REQUIRED ACTION:
Repeat all the records exactly, omitting pictures.

(Records drawn from a dataset)

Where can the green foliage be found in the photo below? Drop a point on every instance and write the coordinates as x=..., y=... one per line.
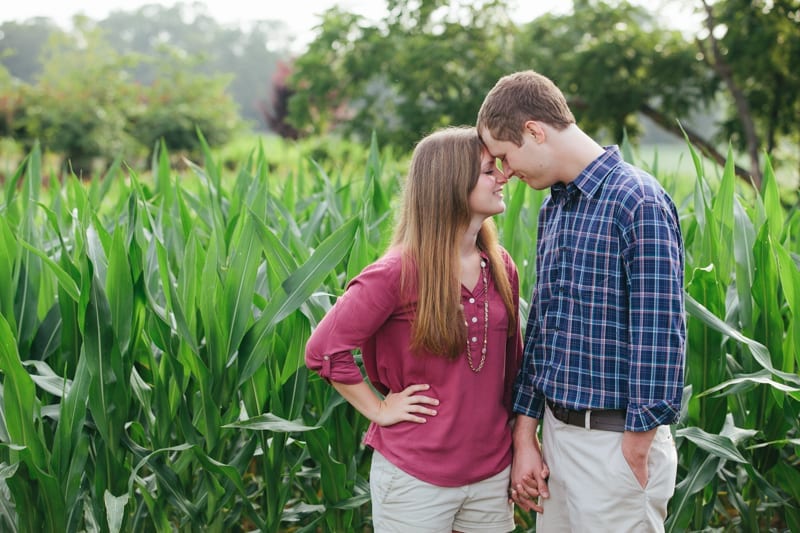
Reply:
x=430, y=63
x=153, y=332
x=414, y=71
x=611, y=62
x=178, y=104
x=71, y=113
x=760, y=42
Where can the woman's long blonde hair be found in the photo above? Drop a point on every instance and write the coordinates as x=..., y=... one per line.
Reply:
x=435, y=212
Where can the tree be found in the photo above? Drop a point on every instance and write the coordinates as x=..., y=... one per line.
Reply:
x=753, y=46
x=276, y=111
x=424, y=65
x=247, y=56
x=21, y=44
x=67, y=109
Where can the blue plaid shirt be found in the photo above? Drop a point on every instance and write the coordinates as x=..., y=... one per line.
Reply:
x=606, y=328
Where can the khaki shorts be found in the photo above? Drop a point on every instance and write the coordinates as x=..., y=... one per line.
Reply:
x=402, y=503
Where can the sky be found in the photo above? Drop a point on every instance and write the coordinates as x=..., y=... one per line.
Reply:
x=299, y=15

RESULT OF THE EXERCISE:
Where can the green foliage be found in the photo below? Drop a point on every instance and write the coordinates as x=..., y=... one per line.
Reply:
x=430, y=63
x=153, y=332
x=414, y=71
x=611, y=62
x=178, y=104
x=71, y=113
x=760, y=42
Where can the woman's long blonde hair be found in the photo above? Drop a point on every instance and write the coordinates as x=..., y=... one per line.
Reply:
x=435, y=212
Where can the tree be found in the photo above? Drop a point on every instance and write the coordinates as x=..., y=... one per line.
Reply:
x=753, y=46
x=276, y=111
x=424, y=65
x=247, y=56
x=21, y=44
x=67, y=109
Where can the blue plaid shirt be found in the photo above? Drop a point on every instance and write the coordinates as x=..., y=... one per line.
Reply:
x=606, y=328
Where can the khaki shorts be found in the photo above? Drop a point on every instance and write the coordinates as x=..., y=... one per line.
Reply:
x=402, y=503
Where can the sky be found in the photo above? Drop a point on every instance and write the coordinates as x=..., y=... one per line.
Reply:
x=299, y=15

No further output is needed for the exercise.